— begin Data for the task —
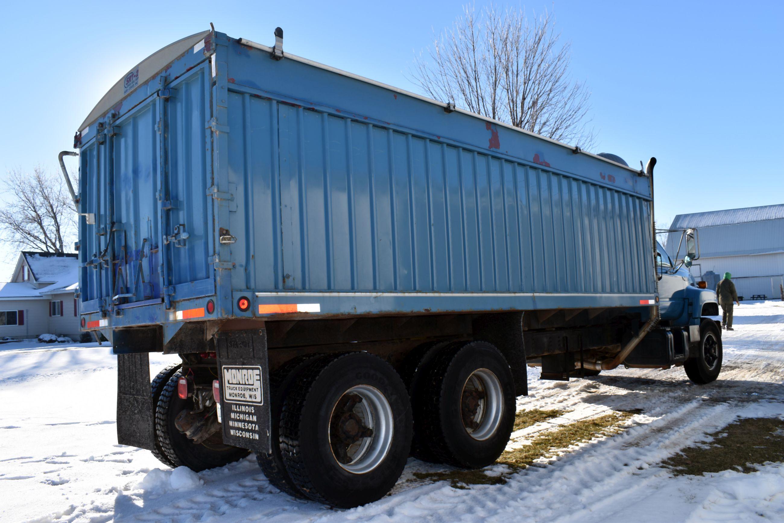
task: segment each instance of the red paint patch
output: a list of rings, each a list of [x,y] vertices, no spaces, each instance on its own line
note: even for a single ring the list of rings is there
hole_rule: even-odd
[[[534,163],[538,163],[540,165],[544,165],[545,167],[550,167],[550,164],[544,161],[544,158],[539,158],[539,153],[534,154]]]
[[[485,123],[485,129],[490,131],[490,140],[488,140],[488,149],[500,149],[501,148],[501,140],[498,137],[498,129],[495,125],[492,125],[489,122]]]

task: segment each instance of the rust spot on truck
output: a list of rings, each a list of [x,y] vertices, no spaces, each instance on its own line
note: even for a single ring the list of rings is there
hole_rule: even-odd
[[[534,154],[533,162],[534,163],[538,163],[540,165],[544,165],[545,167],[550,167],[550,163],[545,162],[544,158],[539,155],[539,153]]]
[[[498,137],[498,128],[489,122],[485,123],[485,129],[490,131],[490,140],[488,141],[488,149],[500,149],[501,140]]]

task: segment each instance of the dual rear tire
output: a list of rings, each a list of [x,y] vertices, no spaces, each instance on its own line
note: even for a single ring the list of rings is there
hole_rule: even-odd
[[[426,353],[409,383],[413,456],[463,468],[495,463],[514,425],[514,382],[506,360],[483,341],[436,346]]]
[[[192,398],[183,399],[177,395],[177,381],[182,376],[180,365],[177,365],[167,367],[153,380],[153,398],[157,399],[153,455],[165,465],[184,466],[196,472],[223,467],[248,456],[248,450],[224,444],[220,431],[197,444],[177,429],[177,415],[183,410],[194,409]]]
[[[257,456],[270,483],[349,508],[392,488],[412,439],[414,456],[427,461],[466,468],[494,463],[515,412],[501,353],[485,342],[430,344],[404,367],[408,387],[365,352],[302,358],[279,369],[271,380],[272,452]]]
— end Data for the task —
— begin Data for the task —
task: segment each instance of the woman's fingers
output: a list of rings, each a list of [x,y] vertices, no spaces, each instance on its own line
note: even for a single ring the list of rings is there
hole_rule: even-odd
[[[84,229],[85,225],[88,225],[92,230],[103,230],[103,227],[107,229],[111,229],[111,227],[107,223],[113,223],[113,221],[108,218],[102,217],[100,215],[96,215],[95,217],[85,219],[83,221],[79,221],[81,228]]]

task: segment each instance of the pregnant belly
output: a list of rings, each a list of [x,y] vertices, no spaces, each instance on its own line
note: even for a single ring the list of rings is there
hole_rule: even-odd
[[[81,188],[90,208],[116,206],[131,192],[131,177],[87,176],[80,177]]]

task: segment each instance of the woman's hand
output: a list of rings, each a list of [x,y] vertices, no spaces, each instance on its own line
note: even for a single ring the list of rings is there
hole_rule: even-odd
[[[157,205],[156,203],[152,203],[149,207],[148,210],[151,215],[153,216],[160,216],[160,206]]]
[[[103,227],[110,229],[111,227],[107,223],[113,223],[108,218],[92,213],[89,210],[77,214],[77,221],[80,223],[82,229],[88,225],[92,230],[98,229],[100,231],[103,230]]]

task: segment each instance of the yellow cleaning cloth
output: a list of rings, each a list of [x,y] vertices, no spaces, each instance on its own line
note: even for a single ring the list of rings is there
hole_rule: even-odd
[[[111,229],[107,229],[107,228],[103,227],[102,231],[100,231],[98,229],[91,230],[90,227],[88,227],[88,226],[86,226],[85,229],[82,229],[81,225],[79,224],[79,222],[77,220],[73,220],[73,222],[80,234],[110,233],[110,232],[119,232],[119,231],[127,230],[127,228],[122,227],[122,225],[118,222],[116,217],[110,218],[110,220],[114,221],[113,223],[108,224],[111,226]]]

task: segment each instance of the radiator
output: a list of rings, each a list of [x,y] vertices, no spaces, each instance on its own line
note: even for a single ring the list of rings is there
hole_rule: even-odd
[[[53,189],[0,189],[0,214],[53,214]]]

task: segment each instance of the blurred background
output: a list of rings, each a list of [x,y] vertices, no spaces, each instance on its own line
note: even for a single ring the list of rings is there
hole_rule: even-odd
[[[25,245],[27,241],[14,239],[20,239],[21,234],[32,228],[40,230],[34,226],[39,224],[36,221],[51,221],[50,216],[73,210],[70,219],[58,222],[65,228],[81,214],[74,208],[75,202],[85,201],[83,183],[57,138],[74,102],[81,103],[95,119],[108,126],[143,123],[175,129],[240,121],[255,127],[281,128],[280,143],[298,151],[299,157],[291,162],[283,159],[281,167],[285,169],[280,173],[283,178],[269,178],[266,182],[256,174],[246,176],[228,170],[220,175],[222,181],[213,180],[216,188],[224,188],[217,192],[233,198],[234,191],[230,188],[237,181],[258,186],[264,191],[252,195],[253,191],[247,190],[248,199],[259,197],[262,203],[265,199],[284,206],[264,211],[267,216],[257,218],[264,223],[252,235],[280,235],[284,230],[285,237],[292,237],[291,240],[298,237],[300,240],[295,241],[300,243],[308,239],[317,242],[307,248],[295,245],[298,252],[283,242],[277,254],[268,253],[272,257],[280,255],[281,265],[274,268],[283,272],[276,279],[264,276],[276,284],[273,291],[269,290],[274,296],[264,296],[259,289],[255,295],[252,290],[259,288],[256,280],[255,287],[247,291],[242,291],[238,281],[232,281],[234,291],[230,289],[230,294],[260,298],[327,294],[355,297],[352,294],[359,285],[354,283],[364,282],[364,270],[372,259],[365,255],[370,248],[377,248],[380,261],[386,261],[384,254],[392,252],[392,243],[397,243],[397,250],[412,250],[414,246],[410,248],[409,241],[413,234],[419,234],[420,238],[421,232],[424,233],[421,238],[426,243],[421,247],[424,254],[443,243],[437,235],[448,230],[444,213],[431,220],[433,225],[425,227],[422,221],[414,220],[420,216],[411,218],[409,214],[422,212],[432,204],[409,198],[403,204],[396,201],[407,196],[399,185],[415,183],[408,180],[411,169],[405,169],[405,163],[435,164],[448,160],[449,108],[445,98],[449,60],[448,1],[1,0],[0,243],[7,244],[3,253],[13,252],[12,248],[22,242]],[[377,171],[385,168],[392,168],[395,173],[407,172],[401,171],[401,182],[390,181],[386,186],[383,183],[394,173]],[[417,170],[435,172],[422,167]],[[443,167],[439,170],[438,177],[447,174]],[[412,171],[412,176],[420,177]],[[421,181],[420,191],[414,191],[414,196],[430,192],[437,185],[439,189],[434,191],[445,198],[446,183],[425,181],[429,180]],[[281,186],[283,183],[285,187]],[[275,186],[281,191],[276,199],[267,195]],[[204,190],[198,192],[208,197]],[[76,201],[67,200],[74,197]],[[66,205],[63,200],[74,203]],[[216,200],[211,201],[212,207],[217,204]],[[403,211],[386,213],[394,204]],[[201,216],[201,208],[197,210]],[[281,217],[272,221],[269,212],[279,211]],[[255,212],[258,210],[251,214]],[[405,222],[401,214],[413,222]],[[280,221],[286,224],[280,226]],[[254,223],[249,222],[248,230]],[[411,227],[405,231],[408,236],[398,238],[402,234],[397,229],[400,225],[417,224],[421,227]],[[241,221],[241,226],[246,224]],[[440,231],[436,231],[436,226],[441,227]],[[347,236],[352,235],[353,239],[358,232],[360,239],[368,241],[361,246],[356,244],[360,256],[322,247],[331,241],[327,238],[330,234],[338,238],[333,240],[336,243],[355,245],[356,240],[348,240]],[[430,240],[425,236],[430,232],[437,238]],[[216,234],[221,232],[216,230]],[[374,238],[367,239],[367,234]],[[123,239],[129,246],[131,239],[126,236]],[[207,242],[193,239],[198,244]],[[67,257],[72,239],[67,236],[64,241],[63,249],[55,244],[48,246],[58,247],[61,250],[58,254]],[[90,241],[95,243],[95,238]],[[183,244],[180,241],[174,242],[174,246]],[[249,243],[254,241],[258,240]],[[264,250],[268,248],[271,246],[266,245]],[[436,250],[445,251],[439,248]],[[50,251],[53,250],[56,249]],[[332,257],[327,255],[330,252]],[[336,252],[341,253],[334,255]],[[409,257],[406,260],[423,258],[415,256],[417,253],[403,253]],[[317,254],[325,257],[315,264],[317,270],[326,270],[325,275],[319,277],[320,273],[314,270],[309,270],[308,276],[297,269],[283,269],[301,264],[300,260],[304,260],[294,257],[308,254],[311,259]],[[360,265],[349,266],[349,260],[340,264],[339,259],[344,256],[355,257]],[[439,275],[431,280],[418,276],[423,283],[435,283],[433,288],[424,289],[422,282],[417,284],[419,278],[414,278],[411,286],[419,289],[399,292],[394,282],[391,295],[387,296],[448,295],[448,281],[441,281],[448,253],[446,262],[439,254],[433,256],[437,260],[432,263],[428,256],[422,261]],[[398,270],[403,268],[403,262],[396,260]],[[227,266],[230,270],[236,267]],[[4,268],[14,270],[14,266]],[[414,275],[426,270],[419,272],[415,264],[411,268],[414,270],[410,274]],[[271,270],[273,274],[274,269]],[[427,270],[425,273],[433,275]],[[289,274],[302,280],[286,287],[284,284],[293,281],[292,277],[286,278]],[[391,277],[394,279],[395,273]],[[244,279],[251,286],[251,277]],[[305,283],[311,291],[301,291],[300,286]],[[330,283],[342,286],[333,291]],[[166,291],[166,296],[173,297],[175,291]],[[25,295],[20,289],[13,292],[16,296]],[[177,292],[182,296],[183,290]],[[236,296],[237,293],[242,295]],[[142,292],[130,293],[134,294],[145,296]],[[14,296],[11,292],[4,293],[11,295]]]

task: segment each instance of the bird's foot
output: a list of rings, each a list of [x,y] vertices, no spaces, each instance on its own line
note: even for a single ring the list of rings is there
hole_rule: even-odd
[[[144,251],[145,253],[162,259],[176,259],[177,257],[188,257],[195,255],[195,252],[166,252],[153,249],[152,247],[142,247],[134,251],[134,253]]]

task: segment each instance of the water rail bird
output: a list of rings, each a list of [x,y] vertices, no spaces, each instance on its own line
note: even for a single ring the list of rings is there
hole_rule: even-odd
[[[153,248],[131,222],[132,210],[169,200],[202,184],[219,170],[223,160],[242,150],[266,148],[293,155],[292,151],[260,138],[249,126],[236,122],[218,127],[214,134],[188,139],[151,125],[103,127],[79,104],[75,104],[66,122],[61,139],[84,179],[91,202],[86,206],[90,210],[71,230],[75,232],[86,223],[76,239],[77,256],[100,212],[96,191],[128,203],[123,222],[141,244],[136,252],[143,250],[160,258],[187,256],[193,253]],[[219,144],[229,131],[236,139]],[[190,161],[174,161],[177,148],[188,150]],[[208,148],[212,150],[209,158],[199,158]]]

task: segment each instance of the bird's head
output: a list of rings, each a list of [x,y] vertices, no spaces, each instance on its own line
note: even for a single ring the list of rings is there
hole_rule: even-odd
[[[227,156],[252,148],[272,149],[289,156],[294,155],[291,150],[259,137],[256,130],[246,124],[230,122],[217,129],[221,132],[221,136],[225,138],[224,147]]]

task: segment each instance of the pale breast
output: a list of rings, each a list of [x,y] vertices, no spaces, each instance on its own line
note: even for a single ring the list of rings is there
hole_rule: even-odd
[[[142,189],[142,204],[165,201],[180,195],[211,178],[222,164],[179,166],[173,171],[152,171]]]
— end Data for the task —
What you should do ->
Arrange the part of the listing that opens with the line containing "task: segment each instance of the yellow" and closes with the line containing "[[[53,189],[0,189],[0,214],[53,214]]]" as a two-column CSV with the columns instruction and result. Give one row per labeling job, with its text and its answer each in a single quoted field and line breaks replaced by spaces.

Result of the task ->
instruction,result
"task: segment each instance of the yellow cleaning cloth output: a list of rings, each a list of [x,y] vertices, no spaces, each instance on its own line note: even for a single ring the list of rings is there hole_rule: even-odd","[[[111,229],[107,229],[107,228],[103,227],[102,231],[100,231],[98,229],[91,230],[90,227],[88,227],[88,226],[86,226],[85,229],[82,229],[81,225],[79,224],[79,222],[77,220],[73,220],[73,222],[80,234],[110,233],[110,232],[119,232],[119,231],[127,230],[127,228],[122,227],[122,225],[118,222],[116,217],[110,218],[110,220],[114,221],[113,223],[108,224],[111,226]]]"
"task: segment each instance of the radiator output: a list of rings, each a list of [x,y] vertices, no spaces, each instance on its own line note: even for a single ring the list of rings is there hole_rule: even-odd","[[[53,189],[0,189],[0,214],[53,214]]]"